• _练习目标_: 请找出下面各行中所有包含字符串“Target”的行，并把这些行完整抄写出来。

• _练习材料_:
-*-

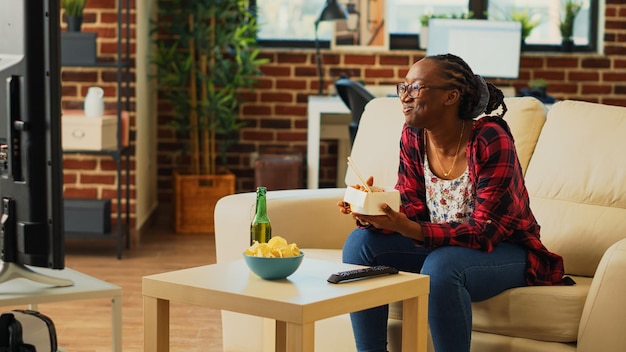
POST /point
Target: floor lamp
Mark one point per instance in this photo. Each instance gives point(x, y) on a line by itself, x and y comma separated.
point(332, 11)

-*-

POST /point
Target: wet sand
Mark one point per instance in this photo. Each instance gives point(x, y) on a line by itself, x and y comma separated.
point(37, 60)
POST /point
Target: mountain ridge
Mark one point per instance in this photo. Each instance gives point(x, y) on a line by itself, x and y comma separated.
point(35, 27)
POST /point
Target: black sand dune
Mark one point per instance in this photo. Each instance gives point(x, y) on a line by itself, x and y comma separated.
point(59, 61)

-*-

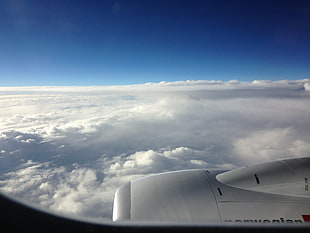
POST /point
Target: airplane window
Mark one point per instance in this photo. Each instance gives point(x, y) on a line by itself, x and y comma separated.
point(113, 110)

-*-

• _参考答案_:
Target: floor lamp
Target: wet sand
Target: mountain ridge
Target: black sand dune
Target: airplane window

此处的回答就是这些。